In the records below, find the line containing "Target: oven window". Restate it and all the lines after it exactly, and omit the rest.

═══ Given records

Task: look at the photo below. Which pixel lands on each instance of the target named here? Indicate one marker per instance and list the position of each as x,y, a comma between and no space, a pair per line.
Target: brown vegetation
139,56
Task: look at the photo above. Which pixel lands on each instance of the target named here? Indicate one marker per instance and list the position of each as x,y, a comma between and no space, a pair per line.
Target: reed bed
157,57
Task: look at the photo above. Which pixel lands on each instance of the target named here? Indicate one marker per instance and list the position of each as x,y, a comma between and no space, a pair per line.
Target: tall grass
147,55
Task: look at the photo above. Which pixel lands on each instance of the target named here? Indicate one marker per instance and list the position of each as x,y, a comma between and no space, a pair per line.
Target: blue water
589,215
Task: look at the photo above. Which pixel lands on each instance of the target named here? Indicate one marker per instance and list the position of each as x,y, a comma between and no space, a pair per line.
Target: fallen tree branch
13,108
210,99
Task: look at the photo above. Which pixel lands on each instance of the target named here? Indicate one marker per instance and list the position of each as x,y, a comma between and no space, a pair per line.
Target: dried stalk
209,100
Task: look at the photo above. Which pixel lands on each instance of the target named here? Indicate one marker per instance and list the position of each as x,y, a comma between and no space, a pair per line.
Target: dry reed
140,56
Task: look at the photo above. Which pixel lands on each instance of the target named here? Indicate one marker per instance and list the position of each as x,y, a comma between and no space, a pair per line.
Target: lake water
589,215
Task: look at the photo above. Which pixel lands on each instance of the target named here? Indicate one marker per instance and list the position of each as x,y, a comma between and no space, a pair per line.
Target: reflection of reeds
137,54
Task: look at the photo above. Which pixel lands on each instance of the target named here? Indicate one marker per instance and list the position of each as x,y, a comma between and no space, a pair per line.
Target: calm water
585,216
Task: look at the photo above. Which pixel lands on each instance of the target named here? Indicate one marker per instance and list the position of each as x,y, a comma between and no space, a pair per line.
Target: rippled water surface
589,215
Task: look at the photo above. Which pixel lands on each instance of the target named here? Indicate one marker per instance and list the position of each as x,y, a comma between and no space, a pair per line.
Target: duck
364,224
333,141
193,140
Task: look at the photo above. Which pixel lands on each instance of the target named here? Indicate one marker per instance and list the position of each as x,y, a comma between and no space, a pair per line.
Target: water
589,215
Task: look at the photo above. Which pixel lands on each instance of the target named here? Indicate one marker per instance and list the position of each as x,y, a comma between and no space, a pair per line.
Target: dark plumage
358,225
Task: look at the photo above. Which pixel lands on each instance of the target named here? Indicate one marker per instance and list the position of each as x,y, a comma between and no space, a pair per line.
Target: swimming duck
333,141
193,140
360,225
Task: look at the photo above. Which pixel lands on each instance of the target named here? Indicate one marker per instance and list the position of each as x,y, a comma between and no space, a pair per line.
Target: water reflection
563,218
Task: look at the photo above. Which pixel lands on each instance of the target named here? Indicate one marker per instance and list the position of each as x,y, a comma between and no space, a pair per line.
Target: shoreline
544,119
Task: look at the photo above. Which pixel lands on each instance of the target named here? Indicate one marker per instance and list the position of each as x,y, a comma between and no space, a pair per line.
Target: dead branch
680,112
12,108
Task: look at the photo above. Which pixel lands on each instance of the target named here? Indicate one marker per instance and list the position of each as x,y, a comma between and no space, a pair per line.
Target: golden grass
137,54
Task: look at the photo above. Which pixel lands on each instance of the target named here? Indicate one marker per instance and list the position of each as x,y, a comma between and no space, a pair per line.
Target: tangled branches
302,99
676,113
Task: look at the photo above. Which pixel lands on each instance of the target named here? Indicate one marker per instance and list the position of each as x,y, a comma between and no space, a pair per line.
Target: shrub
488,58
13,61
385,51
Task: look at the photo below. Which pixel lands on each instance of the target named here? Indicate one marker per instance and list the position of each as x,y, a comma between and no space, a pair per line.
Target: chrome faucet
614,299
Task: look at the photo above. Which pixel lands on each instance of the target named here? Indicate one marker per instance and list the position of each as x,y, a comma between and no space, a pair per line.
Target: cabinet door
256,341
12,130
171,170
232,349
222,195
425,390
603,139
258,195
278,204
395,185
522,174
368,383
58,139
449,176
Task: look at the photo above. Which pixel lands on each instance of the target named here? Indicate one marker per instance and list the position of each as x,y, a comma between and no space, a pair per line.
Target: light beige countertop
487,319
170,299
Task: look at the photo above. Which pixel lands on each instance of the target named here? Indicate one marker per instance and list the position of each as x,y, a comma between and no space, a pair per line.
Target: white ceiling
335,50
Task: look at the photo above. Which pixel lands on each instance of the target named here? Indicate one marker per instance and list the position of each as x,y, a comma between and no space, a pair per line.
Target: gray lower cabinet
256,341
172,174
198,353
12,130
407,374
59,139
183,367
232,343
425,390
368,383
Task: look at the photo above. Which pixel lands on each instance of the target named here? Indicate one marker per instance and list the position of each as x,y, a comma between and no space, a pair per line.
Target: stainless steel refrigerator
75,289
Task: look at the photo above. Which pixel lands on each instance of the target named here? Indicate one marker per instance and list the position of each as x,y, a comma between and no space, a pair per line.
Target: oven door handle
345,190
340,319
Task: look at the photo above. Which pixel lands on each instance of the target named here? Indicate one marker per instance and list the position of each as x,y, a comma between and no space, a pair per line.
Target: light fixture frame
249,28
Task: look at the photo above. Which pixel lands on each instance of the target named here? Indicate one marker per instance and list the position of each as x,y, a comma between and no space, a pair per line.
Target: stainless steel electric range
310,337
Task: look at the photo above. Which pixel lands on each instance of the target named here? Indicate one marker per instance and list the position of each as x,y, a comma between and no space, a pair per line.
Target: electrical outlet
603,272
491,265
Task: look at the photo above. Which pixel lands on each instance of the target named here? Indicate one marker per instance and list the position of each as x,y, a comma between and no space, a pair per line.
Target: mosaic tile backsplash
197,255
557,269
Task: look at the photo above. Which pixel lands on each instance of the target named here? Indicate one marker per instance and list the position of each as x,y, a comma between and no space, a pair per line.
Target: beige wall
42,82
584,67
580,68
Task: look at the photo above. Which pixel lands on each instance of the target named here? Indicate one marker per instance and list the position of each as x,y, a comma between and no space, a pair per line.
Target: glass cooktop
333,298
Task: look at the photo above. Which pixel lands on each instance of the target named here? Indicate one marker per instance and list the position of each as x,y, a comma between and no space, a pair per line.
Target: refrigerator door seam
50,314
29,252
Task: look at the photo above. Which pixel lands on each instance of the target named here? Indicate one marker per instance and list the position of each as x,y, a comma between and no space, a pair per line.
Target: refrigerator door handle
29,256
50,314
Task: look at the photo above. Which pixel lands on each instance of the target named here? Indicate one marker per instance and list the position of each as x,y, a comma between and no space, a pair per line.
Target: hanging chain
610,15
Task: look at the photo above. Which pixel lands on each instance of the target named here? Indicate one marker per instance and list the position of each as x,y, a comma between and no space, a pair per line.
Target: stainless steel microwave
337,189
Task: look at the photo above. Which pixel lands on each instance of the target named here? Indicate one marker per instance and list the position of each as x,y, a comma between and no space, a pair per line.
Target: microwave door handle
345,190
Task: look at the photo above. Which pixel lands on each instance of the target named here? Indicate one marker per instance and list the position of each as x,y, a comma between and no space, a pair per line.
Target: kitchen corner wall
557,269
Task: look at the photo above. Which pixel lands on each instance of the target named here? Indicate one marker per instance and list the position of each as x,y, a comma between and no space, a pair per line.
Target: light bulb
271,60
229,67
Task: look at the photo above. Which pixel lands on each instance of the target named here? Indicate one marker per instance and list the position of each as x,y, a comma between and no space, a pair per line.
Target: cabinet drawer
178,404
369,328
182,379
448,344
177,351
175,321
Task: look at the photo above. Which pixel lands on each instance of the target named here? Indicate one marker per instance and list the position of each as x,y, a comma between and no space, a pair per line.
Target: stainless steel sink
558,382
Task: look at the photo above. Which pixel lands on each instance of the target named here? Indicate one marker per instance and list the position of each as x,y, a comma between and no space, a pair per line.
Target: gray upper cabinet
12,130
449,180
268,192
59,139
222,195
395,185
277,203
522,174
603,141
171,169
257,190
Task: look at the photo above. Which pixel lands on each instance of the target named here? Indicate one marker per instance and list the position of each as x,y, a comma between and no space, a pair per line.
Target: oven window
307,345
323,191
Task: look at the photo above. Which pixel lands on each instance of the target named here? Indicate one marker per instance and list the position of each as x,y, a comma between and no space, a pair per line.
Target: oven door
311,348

══════

§ **Response to the exercise**
Target: oven window
307,345
323,191
Task: look at the photo above. Which pixel lands on each instance of the target named here? Indicate one marker per instance and list the position of each as x,y, a comma between and no space, a pair per line.
Target: oven door
311,348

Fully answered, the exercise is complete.